* Fragment strony:
══════════

Ciężko opisać tak emocjonalny utwór. Po prostu trzeba go posłuchać.

Ciekawostka:
Tytuł płyty - UNU - został zaczerpnięty od tablic rejestracyjnych samochodów wojskowych. Aby obejść cenzurę Zbigniew Hołdys posłużył się fortelem. W biurze Głównego Urzędu Kontroli Prasy, Publikacji i Wydawnictw powiedział, że UNU to staroegipski ptak, symbol wolności. Nikt nie wpadł na pomysł by to sprawdzić.


poniedziałek, 21 stycznia 2013

Deep Purple - Sail Away

DEEP PURPLE – Sail Away

Płyta: Burn
Rok: 1974
Słowa: Ritchie Blackmore, David Coverdale 
Muzyka: Ritchie Blackmore, David Coverdale
Wydawnictwo: EMI

Rok 1973 w historii Deep Purple to marny okres. Płyta ‘Who Do You Think We Are’ sprzedaje się kiepsko, a rozłam w zespole jest już nieunikniony. Wokalista Ian Gillan i basista Roger Glover po wielu kłótniach z bogiem gitary jakim jest Ritchie Blackmore opuszczają zespół. Zespół, który nagrał tak wielbione płyty jak: 'In Rock' czy 'Machine Head' stoi na krawędzi.

══════════

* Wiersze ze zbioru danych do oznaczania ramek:
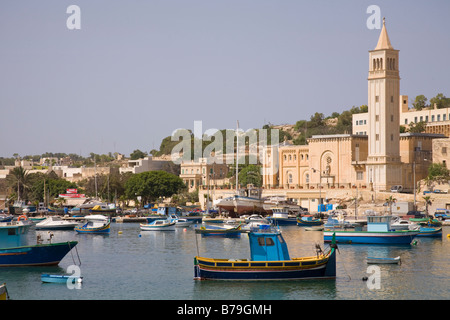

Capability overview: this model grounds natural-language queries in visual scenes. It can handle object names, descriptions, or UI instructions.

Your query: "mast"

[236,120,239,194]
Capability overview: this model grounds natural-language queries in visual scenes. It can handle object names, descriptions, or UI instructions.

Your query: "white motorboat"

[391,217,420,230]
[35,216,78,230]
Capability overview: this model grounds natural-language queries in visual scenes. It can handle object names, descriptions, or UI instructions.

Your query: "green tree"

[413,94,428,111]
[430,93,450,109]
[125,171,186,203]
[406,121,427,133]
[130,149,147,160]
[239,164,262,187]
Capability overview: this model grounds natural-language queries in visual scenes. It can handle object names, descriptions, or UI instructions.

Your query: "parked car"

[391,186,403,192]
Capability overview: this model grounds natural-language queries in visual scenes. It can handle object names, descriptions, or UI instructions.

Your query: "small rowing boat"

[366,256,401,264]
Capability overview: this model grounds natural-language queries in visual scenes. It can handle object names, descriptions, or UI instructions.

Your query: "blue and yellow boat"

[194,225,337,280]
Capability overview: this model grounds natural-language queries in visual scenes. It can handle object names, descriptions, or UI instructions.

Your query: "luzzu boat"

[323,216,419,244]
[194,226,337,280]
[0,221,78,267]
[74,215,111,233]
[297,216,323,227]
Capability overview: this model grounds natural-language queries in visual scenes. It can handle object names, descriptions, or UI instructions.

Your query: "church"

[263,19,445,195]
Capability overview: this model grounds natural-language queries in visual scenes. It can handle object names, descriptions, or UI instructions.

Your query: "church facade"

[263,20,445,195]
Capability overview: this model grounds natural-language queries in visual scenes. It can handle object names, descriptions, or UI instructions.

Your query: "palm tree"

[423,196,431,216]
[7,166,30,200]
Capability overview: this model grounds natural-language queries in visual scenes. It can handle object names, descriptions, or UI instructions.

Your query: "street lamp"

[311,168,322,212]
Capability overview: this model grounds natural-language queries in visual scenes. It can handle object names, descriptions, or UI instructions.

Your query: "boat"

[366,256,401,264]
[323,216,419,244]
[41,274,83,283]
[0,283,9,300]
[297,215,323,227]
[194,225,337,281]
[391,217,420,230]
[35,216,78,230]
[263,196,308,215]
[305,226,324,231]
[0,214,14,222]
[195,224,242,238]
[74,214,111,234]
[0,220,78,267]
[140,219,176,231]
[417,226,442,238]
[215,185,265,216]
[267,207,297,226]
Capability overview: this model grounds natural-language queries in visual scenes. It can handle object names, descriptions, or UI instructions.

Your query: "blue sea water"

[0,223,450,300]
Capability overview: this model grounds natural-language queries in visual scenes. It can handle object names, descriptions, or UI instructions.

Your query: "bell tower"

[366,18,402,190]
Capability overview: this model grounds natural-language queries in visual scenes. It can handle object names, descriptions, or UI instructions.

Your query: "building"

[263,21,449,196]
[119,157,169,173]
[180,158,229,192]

══════════

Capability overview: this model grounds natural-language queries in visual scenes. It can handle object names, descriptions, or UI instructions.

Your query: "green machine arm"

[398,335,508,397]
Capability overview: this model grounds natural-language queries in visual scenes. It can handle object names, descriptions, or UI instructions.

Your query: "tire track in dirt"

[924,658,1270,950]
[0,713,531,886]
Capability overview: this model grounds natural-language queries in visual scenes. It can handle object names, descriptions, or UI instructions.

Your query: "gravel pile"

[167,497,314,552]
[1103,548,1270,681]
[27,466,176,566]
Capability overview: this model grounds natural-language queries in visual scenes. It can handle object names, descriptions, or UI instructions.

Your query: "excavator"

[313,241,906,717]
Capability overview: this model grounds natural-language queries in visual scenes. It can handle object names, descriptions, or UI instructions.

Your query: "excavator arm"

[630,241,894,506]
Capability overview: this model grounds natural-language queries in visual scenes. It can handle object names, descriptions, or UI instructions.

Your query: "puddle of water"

══════════

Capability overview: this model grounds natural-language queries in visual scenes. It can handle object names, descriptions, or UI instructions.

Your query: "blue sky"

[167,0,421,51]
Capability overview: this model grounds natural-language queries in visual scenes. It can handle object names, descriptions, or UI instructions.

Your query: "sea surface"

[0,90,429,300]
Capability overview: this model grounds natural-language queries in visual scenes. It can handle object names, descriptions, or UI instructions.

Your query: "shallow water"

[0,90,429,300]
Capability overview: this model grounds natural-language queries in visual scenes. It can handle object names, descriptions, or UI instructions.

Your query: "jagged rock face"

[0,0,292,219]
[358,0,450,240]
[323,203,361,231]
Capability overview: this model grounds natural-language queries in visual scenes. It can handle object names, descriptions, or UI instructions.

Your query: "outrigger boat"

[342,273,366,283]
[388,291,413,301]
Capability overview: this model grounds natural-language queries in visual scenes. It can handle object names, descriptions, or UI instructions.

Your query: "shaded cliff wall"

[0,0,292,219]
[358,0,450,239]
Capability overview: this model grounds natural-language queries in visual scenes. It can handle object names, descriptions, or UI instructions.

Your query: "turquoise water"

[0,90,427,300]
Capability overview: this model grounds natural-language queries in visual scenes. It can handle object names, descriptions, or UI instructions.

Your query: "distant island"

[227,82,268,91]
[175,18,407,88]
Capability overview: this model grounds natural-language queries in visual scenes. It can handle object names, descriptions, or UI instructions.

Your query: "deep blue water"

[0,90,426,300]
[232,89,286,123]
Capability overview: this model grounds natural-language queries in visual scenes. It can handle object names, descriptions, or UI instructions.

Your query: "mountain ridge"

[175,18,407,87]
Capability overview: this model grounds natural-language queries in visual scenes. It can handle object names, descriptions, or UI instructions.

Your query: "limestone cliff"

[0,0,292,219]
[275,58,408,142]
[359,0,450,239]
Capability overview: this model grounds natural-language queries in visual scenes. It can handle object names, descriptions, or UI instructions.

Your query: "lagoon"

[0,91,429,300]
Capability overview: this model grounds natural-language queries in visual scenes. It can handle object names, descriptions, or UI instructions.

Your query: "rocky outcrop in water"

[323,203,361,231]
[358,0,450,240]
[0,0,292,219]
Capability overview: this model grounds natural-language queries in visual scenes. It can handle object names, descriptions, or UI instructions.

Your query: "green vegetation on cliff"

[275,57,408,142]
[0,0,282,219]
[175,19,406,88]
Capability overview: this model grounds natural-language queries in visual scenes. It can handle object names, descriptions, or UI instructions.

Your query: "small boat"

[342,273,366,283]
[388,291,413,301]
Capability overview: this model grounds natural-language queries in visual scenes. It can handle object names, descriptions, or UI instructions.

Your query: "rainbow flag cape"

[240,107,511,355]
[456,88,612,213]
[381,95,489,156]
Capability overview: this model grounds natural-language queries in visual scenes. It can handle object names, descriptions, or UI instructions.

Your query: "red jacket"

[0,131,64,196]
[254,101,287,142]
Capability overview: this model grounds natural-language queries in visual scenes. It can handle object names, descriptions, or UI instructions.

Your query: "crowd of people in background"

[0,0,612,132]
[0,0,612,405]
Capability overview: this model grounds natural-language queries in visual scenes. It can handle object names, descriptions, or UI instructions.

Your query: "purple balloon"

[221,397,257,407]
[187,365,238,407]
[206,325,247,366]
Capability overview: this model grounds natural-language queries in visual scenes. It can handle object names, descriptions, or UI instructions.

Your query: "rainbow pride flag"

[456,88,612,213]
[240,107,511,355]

══════════

* Twoje zadania:
#1 Wyciągnij z rekordów każdy wiersz, w którym występuje słowo "water". Wielkość liter ma znaczenie.
#2 Kontynuuj wpis o piosence „Sail Away” zespołu Deep Purple, zaczynając zaraz po jego ostatnim zdaniu.

* Odpowiedzi do zadań:
#1
Your query: "blue sea water"
Your query: "puddle of water"
Your query: "shallow water"
Your query: "turquoise water"
Your query: "deep blue water"
Your query: "rocky outcrop in water"

#2
Pozostali muzycy postanawiają walczyć. Rozpoczynają się poszukiwania nowego wokalisty i basisty. W miejsce Rogera Glovera zostaje zaangażowany Glenn Hughes znany z Trapeze. A wokalistą zostaje nikomu nie znany David Coverdale. Zmiana muzyków zaowocowała również zmianą brzmienia zespołu. Mocny i dostojny hard-rock został wymieszany z rythm’n’bluesem, funky i muzyką soulową!
W Sail Away słychać doskonale nowe brzmienie. Glenn Hughes wniósł do zespołu potężną dynamikę. Muzyka płynie. Czuć w niej soulowo-funkowy feeling wymieszany z rockiem. No i okazało się, że nowy basista jest też niezłym wokalistą. Bardzo dobrze to słychać właśnie w Sail Away, gdzie duet wokalny Coverdale/Huges idealnie się uzupełnia.
Utwór, który strasznie pozytywnie mnie nakręca. Dynamika i melodyjność tu rządzą. To lubię!

Ciekawostka:
Cały materiał na płytę ‘Burn’ nagrano w Szwajcarii, w przenośnym studio nagraniowym, którego właścicielem był zespół The Rolling Stones.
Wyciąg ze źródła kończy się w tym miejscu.